(Object pointing dataset rows)
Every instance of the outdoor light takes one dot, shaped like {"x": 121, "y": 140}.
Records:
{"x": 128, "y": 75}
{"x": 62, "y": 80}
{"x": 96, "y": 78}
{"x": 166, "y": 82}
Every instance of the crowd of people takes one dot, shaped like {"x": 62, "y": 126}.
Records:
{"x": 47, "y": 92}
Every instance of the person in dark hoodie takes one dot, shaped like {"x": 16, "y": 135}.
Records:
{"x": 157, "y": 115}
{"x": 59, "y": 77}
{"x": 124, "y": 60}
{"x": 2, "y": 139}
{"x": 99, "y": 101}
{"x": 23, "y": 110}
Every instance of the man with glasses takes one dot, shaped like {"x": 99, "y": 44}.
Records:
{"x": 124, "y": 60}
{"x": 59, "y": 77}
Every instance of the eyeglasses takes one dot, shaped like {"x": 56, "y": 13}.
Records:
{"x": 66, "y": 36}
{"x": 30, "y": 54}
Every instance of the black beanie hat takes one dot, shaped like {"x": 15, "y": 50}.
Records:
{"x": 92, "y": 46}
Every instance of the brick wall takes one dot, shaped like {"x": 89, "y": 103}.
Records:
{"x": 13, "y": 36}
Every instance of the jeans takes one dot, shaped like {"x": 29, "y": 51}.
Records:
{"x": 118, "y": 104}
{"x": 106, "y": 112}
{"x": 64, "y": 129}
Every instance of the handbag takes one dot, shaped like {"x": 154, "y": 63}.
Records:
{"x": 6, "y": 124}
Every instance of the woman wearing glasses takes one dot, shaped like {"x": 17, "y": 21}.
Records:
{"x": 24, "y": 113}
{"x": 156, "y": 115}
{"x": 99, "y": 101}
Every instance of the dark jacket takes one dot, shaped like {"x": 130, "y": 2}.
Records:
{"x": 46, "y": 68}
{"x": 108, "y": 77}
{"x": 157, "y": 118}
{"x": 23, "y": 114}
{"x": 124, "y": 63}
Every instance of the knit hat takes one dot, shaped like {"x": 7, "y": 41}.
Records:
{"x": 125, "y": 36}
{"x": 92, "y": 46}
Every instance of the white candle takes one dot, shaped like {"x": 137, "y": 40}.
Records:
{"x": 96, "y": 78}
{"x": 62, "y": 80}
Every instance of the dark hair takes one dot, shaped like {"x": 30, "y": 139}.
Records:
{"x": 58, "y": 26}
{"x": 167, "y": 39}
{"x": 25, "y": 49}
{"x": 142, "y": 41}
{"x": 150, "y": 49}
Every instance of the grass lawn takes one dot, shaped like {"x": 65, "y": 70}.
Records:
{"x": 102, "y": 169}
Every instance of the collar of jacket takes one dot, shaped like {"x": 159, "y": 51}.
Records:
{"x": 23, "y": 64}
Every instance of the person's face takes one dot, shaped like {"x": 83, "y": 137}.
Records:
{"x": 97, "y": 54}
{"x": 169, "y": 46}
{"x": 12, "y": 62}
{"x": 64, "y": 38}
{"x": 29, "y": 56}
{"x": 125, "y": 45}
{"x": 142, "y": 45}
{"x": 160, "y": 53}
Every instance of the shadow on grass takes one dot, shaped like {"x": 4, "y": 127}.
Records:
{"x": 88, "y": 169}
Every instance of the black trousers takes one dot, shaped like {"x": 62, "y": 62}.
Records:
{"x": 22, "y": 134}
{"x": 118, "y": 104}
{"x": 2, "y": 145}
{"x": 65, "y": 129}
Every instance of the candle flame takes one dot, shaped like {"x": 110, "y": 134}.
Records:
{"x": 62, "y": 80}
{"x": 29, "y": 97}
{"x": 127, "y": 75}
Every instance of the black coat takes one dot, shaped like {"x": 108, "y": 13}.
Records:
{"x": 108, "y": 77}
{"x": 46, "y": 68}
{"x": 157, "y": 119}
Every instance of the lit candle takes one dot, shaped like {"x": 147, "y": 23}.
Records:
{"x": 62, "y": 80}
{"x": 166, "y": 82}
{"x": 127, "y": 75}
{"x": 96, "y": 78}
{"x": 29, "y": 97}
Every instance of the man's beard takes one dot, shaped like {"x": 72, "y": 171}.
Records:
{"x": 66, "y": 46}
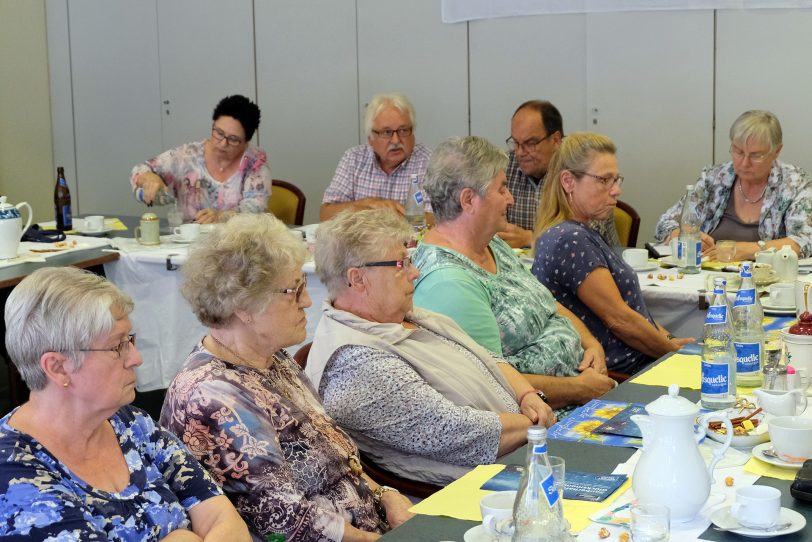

**Exercise details:** Render every line of the rows above as a Markdown table with the columns No. and Line, numbering each line and omitting blank lines. Leave the pictures out of the table.

**Task answer:**
| No. | Line |
|---|---|
| 1 | Every instance of the outdoor light takes one dot, shaped like {"x": 121, "y": 140}. |
| 2 | Records: |
| 3 | {"x": 128, "y": 75} |
| 4 | {"x": 62, "y": 80} |
| 5 | {"x": 96, "y": 78} |
| 6 | {"x": 166, "y": 82} |
| 7 | Every instance of the crowd of people takes one dot, shaped like {"x": 62, "y": 126}. |
| 8 | Records: |
| 9 | {"x": 47, "y": 92} |
| 10 | Every instance of the person in dark hoodie takes one dot, shaped like {"x": 16, "y": 135}. |
| 11 | Records: |
| 12 | {"x": 157, "y": 115} |
| 13 | {"x": 59, "y": 77} |
| 14 | {"x": 124, "y": 60} |
| 15 | {"x": 2, "y": 139} |
| 16 | {"x": 99, "y": 101} |
| 17 | {"x": 23, "y": 110} |
| 18 | Every instance of the man with glasses takes one dot, shaped like {"x": 99, "y": 44}. |
| 19 | Records: |
| 20 | {"x": 124, "y": 60} |
| 21 | {"x": 59, "y": 77} |
| 22 | Every instance of the eyeglasses takes one dot, shaped like {"x": 56, "y": 13}. |
| 23 | Records: |
| 24 | {"x": 66, "y": 36} |
| 25 | {"x": 30, "y": 54} |
| 26 | Every instance of the black beanie hat takes one dot, shaped like {"x": 15, "y": 50}. |
| 27 | Records: |
| 28 | {"x": 92, "y": 46} |
| 29 | Every instance of the brick wall takes one dot, shaped like {"x": 89, "y": 103}. |
| 30 | Records: |
| 31 | {"x": 13, "y": 36} |
| 32 | Every instance of the jeans takes one dot, shaped like {"x": 29, "y": 51}. |
| 33 | Records: |
| 34 | {"x": 118, "y": 104} |
| 35 | {"x": 106, "y": 112} |
| 36 | {"x": 64, "y": 129} |
| 37 | Every instance of the handbag takes one dot, shaped like {"x": 154, "y": 63}. |
| 38 | Records: |
| 39 | {"x": 6, "y": 124} |
| 40 | Every instance of the woman wearing glasses takes one dot, shaped like {"x": 17, "y": 21}. |
| 41 | Records: |
| 42 | {"x": 24, "y": 113} |
| 43 | {"x": 156, "y": 115} |
| 44 | {"x": 99, "y": 101} |
| 45 | Every instance of the dark jacket takes one dot, shaped like {"x": 130, "y": 2}. |
| 46 | Records: |
| 47 | {"x": 46, "y": 68} |
| 48 | {"x": 108, "y": 77} |
| 49 | {"x": 157, "y": 118} |
| 50 | {"x": 23, "y": 114} |
| 51 | {"x": 124, "y": 63} |
| 52 | Every instance of the knit hat takes one dot, shaped like {"x": 7, "y": 41}. |
| 53 | Records: |
| 54 | {"x": 125, "y": 36} |
| 55 | {"x": 92, "y": 46} |
| 56 | Every instance of the white candle takes one dot, shaped like {"x": 137, "y": 40}. |
| 57 | Records: |
| 58 | {"x": 96, "y": 78} |
| 59 | {"x": 62, "y": 80} |
| 60 | Every instance of the dark hair takes one dot, shaped like {"x": 30, "y": 139}. |
| 61 | Records: |
| 62 | {"x": 58, "y": 26} |
| 63 | {"x": 167, "y": 39} |
| 64 | {"x": 25, "y": 49} |
| 65 | {"x": 142, "y": 41} |
| 66 | {"x": 150, "y": 49} |
| 67 | Every instance of the grass lawn takes one dot, shaped like {"x": 65, "y": 70}. |
| 68 | Records: |
| 69 | {"x": 102, "y": 169} |
| 70 | Every instance of the collar of jacket takes one dot, shaped like {"x": 159, "y": 51}. |
| 71 | Records: |
| 72 | {"x": 23, "y": 64} |
| 73 | Every instance of the person's face takes one dot, shaped like {"x": 83, "y": 137}. |
| 74 | Records: |
| 75 | {"x": 97, "y": 54} |
| 76 | {"x": 169, "y": 46} |
| 77 | {"x": 12, "y": 62} |
| 78 | {"x": 64, "y": 38} |
| 79 | {"x": 29, "y": 56} |
| 80 | {"x": 125, "y": 45} |
| 81 | {"x": 142, "y": 45} |
| 82 | {"x": 160, "y": 53} |
| 83 | Every instance of the shadow on grass takes one dot, shaped like {"x": 4, "y": 127}. |
| 84 | Records: |
| 85 | {"x": 88, "y": 169} |
| 86 | Every instance of the black trousers takes one dot, shaped like {"x": 62, "y": 62}. |
| 87 | Records: |
| 88 | {"x": 22, "y": 134} |
| 89 | {"x": 118, "y": 104} |
| 90 | {"x": 2, "y": 145} |
| 91 | {"x": 65, "y": 129} |
| 92 | Every instance of the candle flame takes one dot, shaped like {"x": 110, "y": 134}. |
| 93 | Records: |
| 94 | {"x": 62, "y": 80} |
| 95 | {"x": 29, "y": 97} |
| 96 | {"x": 127, "y": 75} |
| 97 | Every instance of the black coat takes one dot, shaped like {"x": 108, "y": 13}. |
| 98 | Records: |
| 99 | {"x": 108, "y": 77} |
| 100 | {"x": 46, "y": 68} |
| 101 | {"x": 157, "y": 119} |
| 102 | Every instance of the lit candle takes one dot, shaped like {"x": 147, "y": 23}. |
| 103 | Records: |
| 104 | {"x": 62, "y": 80} |
| 105 | {"x": 166, "y": 82} |
| 106 | {"x": 127, "y": 75} |
| 107 | {"x": 96, "y": 78} |
| 108 | {"x": 29, "y": 97} |
| 109 | Every instance of the man's beard takes one dot, shaped like {"x": 72, "y": 171}. |
| 110 | Records: |
| 111 | {"x": 66, "y": 46} |